> [WHAT TO PRODUCE]
Where the listing below has a line containing "Point out the ornamental", output that line and all lines after it, verbatim, and no others.

*** Block opens ***

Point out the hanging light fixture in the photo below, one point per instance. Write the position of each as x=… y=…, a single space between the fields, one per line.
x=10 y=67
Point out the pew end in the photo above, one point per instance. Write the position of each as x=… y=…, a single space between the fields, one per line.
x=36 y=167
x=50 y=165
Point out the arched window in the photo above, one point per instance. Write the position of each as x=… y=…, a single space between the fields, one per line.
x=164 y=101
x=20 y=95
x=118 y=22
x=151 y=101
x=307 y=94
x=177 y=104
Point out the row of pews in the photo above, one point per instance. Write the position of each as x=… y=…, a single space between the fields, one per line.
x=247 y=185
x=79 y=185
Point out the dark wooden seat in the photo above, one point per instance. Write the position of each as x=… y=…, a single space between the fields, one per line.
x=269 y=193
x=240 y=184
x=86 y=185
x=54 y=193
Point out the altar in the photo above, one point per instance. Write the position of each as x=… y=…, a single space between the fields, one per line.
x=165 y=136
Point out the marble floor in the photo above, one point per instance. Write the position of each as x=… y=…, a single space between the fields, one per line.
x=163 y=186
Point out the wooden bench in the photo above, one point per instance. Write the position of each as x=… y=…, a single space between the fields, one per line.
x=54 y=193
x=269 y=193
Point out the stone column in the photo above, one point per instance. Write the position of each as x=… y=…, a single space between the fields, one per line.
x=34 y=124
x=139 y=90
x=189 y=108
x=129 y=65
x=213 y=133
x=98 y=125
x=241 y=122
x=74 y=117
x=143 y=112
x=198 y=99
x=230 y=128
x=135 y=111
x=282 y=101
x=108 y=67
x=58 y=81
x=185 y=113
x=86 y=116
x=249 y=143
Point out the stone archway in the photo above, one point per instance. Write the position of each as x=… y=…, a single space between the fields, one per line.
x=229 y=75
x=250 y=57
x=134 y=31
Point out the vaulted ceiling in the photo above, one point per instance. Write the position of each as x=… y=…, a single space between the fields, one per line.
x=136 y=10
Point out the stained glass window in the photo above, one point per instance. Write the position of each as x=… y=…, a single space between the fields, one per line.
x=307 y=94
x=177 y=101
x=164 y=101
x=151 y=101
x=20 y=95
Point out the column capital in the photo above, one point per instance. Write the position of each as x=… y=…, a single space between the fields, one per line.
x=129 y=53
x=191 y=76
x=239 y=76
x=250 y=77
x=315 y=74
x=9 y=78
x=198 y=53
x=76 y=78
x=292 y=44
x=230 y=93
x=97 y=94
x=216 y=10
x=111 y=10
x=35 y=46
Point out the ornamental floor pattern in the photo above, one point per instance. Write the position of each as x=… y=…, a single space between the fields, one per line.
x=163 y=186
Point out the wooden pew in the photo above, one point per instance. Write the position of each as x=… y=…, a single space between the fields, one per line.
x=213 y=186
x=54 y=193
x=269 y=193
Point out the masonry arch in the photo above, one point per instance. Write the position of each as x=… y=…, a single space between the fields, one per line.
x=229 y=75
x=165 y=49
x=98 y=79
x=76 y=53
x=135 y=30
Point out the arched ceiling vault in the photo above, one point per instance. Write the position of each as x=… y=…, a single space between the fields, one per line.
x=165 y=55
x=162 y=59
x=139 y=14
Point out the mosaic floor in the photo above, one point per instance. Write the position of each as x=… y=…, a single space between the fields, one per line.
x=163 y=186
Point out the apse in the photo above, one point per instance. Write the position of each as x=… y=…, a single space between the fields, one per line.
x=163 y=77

*** Block closes ***

> [RESPONSE]
Point out the ornamental floor pattern in the photo above, one point per instance. Write the position of each as x=… y=…, a single space between the fields, one per line.
x=163 y=186
Point out the wooden pew in the photo above, one point per instance. Write the position of each as x=… y=…, a single space between the fields, one per line.
x=213 y=186
x=54 y=193
x=269 y=193
Point out the masonry arch in the photo above, one point per instance. Write the position of each as x=… y=…, a single space between the fields, one per line.
x=229 y=75
x=165 y=49
x=98 y=79
x=76 y=53
x=135 y=30
Point out the arched ceiling vault in the photo above, one point per instance. Write the position of each as x=… y=…, a single space between the fields, one per line.
x=165 y=55
x=162 y=59
x=139 y=14
Point out the mosaic floor in the photo above, one point per instance. Write the position of each as x=… y=…, a single space between the fields, one per line.
x=163 y=186
Point out the apse in the photo above, one point per instance. Write the position of each as x=… y=…, a single space between the fields, one per line.
x=163 y=77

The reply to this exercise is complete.